STUDY TEXT: Begin

The Big Reach offers unique experiences from around the country exploring how arts-based experiences can help us work through trauma, anxiety and stress, creating connections with those around us.
University of New South Wales Professor Jill Bennett oversaw the first two award winning events in Sydney in 2017 and 2019, and says this festival is well-timed so soon after the traumatic floods that have swept Queensland’s south-east in recent months.
“The festival, which we founded in Sydney, was really an attempt to sort of fill that gap between arts and mental health support,” Bennett said.
“I have a research lab that brings together media artists, predominantly, and people with lived experience and mental health and trauma experts.
“We worked with a group of survivors of institutional trauma in the first festival. And then in the second festival, we did a great collaboration with young career traditional healers in the central desert and also with young suicide survivors.
“And so through these projects, if you’re able to take them slowly enough and do all the research and development around them, they’re often really great outcomes.
“Now that we’ve done several iterations of the festival and we’re moving around the country…we’ve just done a smaller scale festival in Warwick, which was also fantastic.”
She said she aims to bridge the gap between the arts and mental health challenges through The Big Reach.
“There are many people interested in that crossover. But in terms of the institutional frameworks, arts and mental health are quite separate,” she said.
“And so we wanted to create an umbrella for really bringing people and projects together and really kind of testing and iteratively developing things in community settings.”
This event starts with the half day workshop What I Now Know That Can Change the World, on Wednesday 25 May focusing on the insights of older Australians, and ends with a free public highlights event on Saturday May 28.

STUDY TEXT: End
STORED DATA: Begin

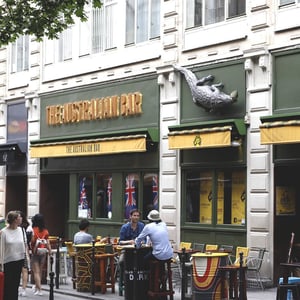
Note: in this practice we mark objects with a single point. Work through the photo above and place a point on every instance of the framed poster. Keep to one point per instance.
(285, 200)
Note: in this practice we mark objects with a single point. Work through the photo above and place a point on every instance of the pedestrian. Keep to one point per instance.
(25, 225)
(40, 246)
(158, 234)
(12, 253)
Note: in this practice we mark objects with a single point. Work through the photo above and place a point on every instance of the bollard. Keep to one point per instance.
(57, 262)
(51, 284)
(241, 278)
(93, 269)
(182, 257)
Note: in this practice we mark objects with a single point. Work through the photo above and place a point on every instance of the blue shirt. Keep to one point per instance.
(127, 233)
(159, 236)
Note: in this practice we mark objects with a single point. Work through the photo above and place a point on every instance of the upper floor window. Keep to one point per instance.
(103, 23)
(142, 20)
(286, 2)
(20, 54)
(206, 12)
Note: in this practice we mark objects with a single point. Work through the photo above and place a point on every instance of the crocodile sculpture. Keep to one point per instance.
(205, 94)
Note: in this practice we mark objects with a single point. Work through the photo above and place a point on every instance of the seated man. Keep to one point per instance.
(82, 236)
(128, 234)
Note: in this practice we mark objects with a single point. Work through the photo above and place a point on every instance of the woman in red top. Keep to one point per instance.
(39, 258)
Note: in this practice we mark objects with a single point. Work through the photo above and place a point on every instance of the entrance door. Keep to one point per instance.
(16, 193)
(54, 199)
(286, 214)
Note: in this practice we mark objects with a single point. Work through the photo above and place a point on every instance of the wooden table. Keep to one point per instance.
(107, 276)
(207, 274)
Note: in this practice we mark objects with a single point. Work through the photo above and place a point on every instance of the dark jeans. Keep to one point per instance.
(12, 276)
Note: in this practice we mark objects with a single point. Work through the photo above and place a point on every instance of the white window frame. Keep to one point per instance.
(207, 5)
(20, 54)
(142, 24)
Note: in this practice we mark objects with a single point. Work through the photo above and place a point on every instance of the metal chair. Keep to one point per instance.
(199, 247)
(254, 263)
(209, 247)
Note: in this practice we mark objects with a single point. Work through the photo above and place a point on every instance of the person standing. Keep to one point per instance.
(157, 231)
(82, 236)
(27, 229)
(12, 252)
(40, 232)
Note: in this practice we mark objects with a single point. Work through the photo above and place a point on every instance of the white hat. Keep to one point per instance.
(153, 215)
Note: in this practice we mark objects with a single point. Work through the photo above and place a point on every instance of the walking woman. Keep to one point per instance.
(40, 238)
(12, 250)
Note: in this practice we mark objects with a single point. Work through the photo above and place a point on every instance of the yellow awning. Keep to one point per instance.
(200, 138)
(280, 132)
(113, 145)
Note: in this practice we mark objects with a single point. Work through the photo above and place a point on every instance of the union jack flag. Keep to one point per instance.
(130, 197)
(155, 191)
(109, 195)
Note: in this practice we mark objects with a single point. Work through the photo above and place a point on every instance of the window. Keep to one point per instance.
(286, 2)
(95, 196)
(20, 54)
(216, 197)
(206, 12)
(148, 184)
(142, 20)
(65, 45)
(16, 122)
(103, 30)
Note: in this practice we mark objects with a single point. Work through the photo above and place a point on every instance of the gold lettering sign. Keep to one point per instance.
(110, 107)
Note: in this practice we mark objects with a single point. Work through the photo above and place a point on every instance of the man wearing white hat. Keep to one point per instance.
(157, 231)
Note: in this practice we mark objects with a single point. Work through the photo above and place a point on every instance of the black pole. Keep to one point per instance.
(57, 262)
(93, 269)
(241, 278)
(182, 257)
(51, 274)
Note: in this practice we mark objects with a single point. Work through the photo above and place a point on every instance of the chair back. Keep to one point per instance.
(239, 250)
(199, 247)
(255, 258)
(185, 245)
(210, 247)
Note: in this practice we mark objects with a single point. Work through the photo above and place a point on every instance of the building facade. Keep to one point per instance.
(112, 112)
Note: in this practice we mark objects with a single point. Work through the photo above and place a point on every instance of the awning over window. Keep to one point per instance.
(280, 132)
(9, 153)
(207, 134)
(280, 129)
(94, 146)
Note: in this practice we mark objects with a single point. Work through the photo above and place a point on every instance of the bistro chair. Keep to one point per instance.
(186, 245)
(292, 286)
(199, 247)
(71, 251)
(226, 248)
(254, 263)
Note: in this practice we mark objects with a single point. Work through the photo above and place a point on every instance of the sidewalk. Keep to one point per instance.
(68, 291)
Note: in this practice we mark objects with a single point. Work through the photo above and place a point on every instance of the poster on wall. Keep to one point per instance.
(220, 211)
(84, 207)
(285, 200)
(205, 199)
(238, 198)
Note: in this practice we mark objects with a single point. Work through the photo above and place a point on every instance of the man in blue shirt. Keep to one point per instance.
(130, 231)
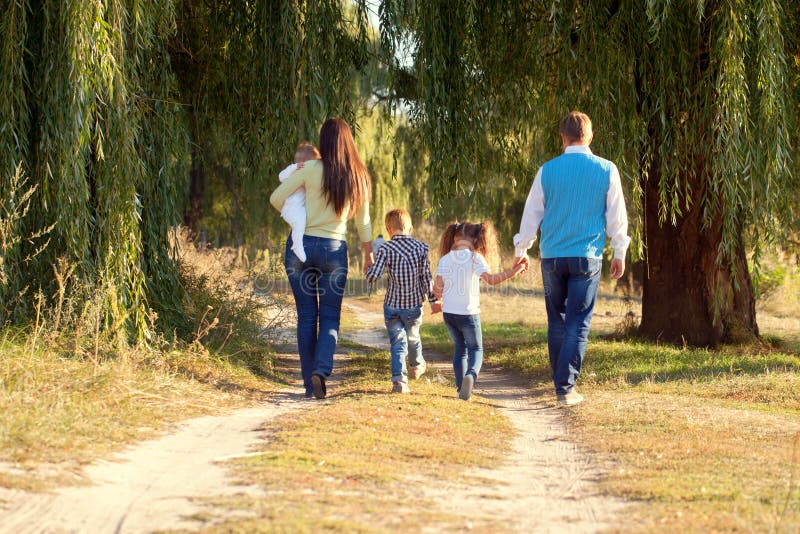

STORED DATA: End

#### [TASK DETAILS]
Answer these questions on the Big Reach article above, each on its own line:
1. At which university is Jill Bennett a professor?
2. In what town was the smaller scale festival held?
3. On what day does the free public highlights event happen?

#### [RESULT OF THE TASK]
1. University of New South Wales
2. Warwick
3. Saturday May 28